From the line containing "Can you see the dinosaur" through the last line of the data, return those lines exactly as written and nothing more.

[DATA EXTRACT — start]

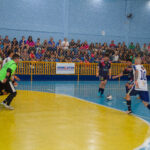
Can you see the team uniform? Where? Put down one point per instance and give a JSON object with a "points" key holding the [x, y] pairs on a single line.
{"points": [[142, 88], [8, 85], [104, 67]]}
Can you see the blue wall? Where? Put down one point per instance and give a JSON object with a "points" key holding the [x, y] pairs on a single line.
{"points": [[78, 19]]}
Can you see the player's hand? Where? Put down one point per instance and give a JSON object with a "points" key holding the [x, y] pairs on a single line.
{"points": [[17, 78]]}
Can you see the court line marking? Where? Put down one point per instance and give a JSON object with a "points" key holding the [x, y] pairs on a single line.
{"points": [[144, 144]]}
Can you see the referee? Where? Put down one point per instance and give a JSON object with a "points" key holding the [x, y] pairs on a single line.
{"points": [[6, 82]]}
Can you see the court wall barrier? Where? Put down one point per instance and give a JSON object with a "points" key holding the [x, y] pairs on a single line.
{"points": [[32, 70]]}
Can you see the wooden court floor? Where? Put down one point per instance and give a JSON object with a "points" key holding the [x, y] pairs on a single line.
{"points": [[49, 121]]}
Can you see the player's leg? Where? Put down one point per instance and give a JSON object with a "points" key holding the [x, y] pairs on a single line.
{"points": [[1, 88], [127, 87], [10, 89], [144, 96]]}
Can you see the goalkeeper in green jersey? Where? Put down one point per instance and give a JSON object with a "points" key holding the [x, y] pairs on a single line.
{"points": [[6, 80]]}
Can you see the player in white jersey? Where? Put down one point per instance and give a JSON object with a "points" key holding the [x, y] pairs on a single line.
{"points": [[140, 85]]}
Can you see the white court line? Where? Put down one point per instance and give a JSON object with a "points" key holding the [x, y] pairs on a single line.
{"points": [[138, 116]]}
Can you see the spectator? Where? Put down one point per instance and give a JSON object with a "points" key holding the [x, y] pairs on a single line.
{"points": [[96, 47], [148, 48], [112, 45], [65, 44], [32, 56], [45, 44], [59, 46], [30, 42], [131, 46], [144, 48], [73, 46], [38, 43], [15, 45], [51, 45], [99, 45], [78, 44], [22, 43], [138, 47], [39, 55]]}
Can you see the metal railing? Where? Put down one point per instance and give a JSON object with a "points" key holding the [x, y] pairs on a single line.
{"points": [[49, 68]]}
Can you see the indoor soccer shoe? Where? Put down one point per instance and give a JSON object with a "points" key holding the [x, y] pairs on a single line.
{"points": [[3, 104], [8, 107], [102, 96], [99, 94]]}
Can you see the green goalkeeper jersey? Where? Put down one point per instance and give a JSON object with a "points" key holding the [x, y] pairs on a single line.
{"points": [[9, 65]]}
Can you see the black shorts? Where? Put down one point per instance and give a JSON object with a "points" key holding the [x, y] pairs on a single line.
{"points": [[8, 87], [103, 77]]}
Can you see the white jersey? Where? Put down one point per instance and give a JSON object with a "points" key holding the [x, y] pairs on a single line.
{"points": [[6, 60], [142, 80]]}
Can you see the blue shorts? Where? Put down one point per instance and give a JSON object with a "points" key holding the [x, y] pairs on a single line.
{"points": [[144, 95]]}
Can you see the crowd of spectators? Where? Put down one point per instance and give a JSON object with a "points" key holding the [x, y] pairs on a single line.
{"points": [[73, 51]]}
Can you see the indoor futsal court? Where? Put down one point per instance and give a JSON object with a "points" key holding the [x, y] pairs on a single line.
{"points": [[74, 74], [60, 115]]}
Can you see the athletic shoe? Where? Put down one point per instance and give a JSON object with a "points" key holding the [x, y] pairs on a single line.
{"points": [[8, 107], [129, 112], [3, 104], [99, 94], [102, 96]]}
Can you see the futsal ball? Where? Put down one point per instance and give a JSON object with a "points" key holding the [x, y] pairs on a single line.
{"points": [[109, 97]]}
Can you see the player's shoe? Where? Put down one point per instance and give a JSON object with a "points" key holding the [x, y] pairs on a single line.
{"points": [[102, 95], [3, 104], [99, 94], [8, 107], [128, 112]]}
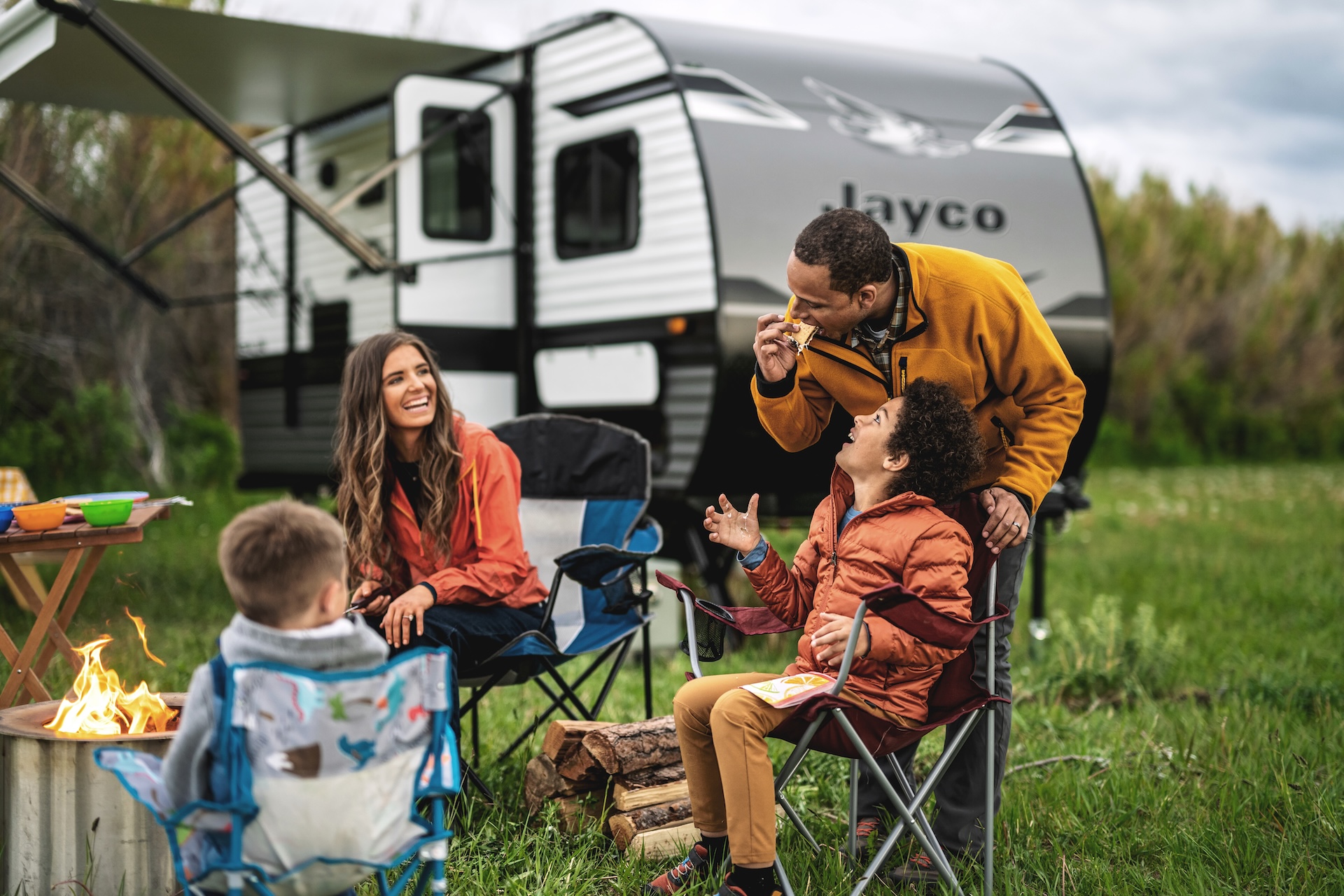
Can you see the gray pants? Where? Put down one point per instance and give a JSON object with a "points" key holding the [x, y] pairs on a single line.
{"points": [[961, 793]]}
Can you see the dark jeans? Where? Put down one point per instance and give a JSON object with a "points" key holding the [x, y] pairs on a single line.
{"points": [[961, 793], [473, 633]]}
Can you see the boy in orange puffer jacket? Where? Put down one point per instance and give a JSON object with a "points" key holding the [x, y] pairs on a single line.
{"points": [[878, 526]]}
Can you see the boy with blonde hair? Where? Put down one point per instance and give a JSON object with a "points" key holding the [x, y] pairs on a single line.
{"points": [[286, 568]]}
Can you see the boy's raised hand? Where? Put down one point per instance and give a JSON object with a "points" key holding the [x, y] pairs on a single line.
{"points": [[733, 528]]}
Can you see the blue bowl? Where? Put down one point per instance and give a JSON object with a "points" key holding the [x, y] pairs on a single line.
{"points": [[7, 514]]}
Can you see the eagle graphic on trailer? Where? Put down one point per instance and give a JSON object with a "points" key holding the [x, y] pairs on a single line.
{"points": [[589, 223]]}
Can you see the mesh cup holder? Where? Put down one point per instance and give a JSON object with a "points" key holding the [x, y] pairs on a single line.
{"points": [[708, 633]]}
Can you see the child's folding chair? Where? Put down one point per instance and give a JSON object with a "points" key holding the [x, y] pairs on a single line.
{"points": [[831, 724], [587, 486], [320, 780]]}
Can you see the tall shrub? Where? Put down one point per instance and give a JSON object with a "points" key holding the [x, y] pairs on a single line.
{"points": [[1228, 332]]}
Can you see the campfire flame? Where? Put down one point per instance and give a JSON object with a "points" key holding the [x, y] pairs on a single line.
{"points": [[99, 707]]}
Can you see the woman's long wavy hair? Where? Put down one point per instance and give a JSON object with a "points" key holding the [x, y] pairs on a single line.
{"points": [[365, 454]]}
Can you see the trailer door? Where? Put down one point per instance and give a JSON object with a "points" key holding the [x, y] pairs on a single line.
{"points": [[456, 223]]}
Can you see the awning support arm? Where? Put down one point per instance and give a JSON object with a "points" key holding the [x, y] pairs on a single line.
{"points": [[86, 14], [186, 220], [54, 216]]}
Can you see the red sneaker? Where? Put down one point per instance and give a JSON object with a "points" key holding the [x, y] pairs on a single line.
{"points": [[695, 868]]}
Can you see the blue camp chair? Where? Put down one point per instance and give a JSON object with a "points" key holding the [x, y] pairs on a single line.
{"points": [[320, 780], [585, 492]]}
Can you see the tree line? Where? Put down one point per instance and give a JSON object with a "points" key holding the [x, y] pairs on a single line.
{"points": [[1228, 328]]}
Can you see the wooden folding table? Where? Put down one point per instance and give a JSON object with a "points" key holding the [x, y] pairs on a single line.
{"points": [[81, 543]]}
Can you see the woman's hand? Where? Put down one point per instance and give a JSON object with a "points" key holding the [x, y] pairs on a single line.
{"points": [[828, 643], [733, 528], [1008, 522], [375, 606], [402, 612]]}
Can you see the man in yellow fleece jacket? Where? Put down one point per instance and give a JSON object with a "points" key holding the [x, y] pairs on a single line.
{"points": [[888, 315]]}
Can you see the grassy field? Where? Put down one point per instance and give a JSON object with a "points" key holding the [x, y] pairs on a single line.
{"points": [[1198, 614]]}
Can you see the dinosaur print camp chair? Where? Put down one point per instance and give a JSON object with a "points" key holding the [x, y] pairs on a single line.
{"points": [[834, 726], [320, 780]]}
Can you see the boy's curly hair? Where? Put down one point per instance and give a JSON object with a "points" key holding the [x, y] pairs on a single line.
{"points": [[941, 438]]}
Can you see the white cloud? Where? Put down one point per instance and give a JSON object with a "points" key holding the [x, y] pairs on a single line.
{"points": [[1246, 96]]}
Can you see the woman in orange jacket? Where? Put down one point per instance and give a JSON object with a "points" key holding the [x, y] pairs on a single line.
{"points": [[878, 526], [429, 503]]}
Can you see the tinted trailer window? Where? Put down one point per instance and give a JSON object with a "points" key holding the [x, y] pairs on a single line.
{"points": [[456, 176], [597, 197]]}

[DATA EXTRACT — finish]

**RESPONSE BOX:**
Can you see the dinosaur print camp chair? Where? Put down one point per instance and give a JSON object with a "points" key holding the [x, y] pairs on a single line.
{"points": [[834, 726], [320, 780]]}
Can you see the boy's curly hair? Where? Put down one point per instance and give a JSON object with a "points" key holding the [x, y] pairs on a single line.
{"points": [[941, 438]]}
Can you see the white cloud? Where? Put down one point per instance and give a JSON object with a "points" key holding the [x, y] pairs on a single line.
{"points": [[1246, 96]]}
Can you see the woman in orange jacket? Where? Put down one point per instance and give a JSON object with a "points" key holding the [x, y] pairs on a single line.
{"points": [[878, 526], [429, 503]]}
Can you see the tinted trailer window? Where? Put down one point per instance and give a JSON object with a "points" key holding the [x, y] pairs on a single line.
{"points": [[456, 176], [597, 197]]}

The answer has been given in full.